● What is asked
All of the records listed below should be retyped exactly.

● Exercise input
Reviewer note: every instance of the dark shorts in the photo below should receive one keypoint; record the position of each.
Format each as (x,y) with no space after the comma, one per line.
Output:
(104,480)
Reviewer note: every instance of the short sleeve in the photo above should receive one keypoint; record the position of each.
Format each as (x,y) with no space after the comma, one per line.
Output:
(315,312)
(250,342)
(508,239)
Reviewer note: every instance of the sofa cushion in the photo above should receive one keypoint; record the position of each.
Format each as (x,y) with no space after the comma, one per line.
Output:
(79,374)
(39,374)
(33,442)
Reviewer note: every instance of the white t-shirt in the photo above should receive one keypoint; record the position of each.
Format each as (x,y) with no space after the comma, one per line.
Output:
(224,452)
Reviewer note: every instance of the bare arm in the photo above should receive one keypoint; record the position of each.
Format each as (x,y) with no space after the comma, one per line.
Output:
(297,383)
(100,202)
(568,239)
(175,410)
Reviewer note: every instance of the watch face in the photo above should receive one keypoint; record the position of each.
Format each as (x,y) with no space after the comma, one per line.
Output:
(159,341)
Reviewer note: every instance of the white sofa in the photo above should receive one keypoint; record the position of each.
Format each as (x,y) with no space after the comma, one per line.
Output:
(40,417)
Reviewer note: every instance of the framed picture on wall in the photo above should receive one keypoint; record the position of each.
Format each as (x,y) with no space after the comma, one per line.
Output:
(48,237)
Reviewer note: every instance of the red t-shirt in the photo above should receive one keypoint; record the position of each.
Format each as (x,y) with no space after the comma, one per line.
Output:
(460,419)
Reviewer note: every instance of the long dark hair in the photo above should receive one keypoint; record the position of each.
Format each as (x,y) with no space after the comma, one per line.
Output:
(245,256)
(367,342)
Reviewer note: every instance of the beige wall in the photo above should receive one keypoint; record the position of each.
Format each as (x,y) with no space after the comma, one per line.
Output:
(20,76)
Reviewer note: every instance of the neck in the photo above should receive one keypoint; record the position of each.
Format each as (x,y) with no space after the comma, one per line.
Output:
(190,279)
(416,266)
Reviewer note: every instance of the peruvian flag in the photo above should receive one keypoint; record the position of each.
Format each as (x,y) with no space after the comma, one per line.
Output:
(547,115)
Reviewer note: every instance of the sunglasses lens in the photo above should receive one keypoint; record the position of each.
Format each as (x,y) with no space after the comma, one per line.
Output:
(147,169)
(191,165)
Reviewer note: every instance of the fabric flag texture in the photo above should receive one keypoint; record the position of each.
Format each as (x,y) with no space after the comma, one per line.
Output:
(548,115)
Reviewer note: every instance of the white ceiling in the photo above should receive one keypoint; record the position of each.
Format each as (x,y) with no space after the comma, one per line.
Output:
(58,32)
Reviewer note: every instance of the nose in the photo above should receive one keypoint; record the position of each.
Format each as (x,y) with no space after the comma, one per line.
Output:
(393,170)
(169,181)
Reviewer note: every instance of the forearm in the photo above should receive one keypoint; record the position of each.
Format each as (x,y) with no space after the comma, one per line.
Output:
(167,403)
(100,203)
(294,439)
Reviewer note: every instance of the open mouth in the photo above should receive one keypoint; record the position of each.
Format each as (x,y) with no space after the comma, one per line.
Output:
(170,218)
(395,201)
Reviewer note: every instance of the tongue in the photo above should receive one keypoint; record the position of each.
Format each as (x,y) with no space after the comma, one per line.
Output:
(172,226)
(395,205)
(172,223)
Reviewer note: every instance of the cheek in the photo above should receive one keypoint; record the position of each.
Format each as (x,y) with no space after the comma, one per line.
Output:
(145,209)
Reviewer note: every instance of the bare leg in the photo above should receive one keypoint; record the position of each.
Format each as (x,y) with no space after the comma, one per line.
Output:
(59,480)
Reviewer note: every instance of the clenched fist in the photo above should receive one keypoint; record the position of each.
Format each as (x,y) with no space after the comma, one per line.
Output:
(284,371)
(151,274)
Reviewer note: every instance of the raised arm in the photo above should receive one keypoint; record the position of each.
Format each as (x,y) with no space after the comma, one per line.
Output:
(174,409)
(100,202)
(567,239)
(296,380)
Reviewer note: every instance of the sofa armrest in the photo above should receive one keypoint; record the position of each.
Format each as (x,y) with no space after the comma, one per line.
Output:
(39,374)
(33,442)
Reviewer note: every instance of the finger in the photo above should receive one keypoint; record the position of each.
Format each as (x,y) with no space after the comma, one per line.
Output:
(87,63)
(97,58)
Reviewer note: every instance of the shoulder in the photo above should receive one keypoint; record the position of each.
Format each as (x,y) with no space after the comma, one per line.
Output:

● Written solution
Reviewer note: every instance of the dark shorts in the photo below should receive one keypoint; record the position of each.
Format each as (x,y) with no space after the comma, one per line.
Output:
(104,480)
Reviewer note: every instance of the short sleeve in the photo above should receive one keypoint; record the position of each.
Format each as (x,y) with no space after the comma, one per line.
Output:
(315,312)
(250,342)
(508,239)
Reviewer note: every instance of the sofa cushion in the photo above should receive one keypoint; record the position of each.
Format each as (x,y) with no space after the comma, one per line.
Output:
(79,374)
(39,374)
(33,442)
Reviewer note: every instance of the white t-shirt in the photo above should receive one keypoint; record the position of each.
Format each as (x,y) with no space after the comma, one per line.
Output:
(224,452)
Reviewer note: every instance of the bare arm in the photo above should receive one keypoint; record the position of each.
Format each as (x,y) with no space after the comma, one per line.
Output:
(297,383)
(100,202)
(568,239)
(175,410)
Reviewer note: every instance of the watch face in the photo above should receive one keypoint; record the position of each.
Format each as (x,y) with no space after the comma, one per line.
Output:
(159,341)
Reviewer note: every instance of the white sofa in the photo above should receive one keypoint; record the position of each.
Format each as (x,y) with no space after the comma, one per line.
Output:
(40,417)
Reviewer note: every instance of the framed picture on wall in the photo above should receive one keypoint; record the position of each.
Format each as (x,y) with no space after the comma, one per line.
Output:
(48,237)
Reviewer note: every instance of the red t-shirt in the photo above should receive one keypoint; record the position of each.
Format each as (x,y) with no space after the comma, one per line.
Output:
(460,419)
Reviewer note: every instance of the long dark hair in the photo above should receive one keypoint; record the position of each.
Format each as (x,y) with no space after the comma, one per line.
Output:
(245,256)
(367,342)
Reviewer note: every instance of the beige wall in the photo above should receive one keypoint; record the position of each.
Format each as (x,y) with no space after the comma, one per line.
Output:
(20,76)
Reviewer note: every instance of the neck in the photo above should receive one keypoint; record the position of each.
Format each as (x,y) with no space after the comma, one per line.
Output:
(190,279)
(416,266)
Reviewer note: every instance of the peruvian flag in the photo above should receive one keypoint; record the position of each.
Format each as (x,y) with no space after the comma, one per line.
Output:
(547,115)
Reviewer note: every instance of the sunglasses lens in the photo above should receive one keypoint; record the position of each.
Format each as (x,y) with no space after the comma, one per line.
Output:
(147,169)
(191,165)
Reviewer note: every instance of the fabric flag texture in the photo above should receive one keypoint; record the position of each.
Format each as (x,y) with no space after the comma, one per line.
Output:
(548,115)
Reviewer note: every instance of the white ceiling in the photo above should receive one keypoint; record the position of each.
Format each as (x,y) with no space after the comma, one per line.
Output:
(58,32)
Reviewer note: every instance of the nose in the photo above should receive one keypoint; record the position of each.
Format each as (x,y) with no space after the comma, one per line.
Output:
(393,170)
(169,181)
Reviewer note: every instance of the forearm in the photo above should receive one keypoint; record the position of each.
Format each as (x,y) with no space after the comma, one per line.
Output:
(167,403)
(100,203)
(294,439)
Reviewer note: every instance of the open mouth in the photo above should receive one keypoint; record the position of each.
Format each as (x,y) with no space after the comma, one per line.
Output:
(170,218)
(395,201)
Reviewer note: every instance of the tongue in the photo above should receive one keypoint; record the position of each.
Format each as (x,y) with no space after the comma, one per line.
Output:
(172,226)
(395,205)
(172,223)
Reviewer note: every instance of the cheek in the photo above should receive one keypoint; record the position of each.
Format each as (x,y) with no space after the comma, one per line.
Output:
(145,209)
Reviewer note: every instance of the bare leg in the photo above should receive one keypoint; record the position of each.
Format each as (x,y) with no space after the comma, one per line.
Output:
(59,480)
Reviewer note: every instance of the clenched fist in the photo above should receive one keypoint; record the position of each.
Format each as (x,y) with no space after the comma, one per line.
Output:
(284,371)
(151,274)
Reviewer note: every instance of the raised arm in the photo above should receive one keypoint; record the position of each.
Format each as (x,y) with no space after the comma, one per line.
Output:
(174,409)
(100,202)
(567,239)
(296,380)
Reviewer note: every instance of the sofa armrest in the photo above should receive one keypoint; record the position of each.
Format each as (x,y) with no space after the comma, one per line.
Output:
(39,374)
(33,442)
Reviewer note: every instance of the finger in the photo above should receive one keypoint; record the position of each.
Format each as (x,y) with no space after the comma, one per line.
Output:
(87,63)
(97,58)
Reviewer note: every instance of the shoulder in the photo above should receive one keypoint; record the position of each.
Format each as (x,y) with no space after the comma, one per line.
Output:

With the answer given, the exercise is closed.